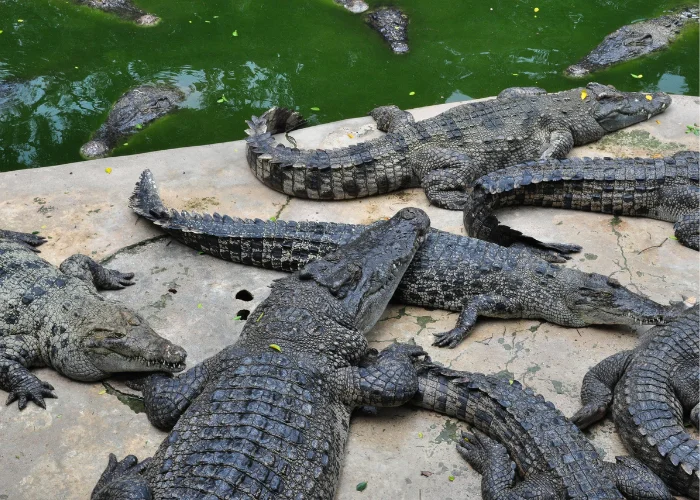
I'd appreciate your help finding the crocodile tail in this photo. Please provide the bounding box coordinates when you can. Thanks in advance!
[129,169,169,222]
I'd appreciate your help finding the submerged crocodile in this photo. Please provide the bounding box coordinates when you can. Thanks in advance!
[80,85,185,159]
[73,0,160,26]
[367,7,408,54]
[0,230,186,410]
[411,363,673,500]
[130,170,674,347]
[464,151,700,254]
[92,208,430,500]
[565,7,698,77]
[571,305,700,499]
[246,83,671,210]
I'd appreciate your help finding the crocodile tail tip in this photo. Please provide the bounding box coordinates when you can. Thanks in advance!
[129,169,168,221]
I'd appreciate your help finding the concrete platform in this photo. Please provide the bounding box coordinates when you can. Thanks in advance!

*Do this:*
Please tally the lines in the entries above that contain the word "tail", and reply with only the number.

*Finished task:*
2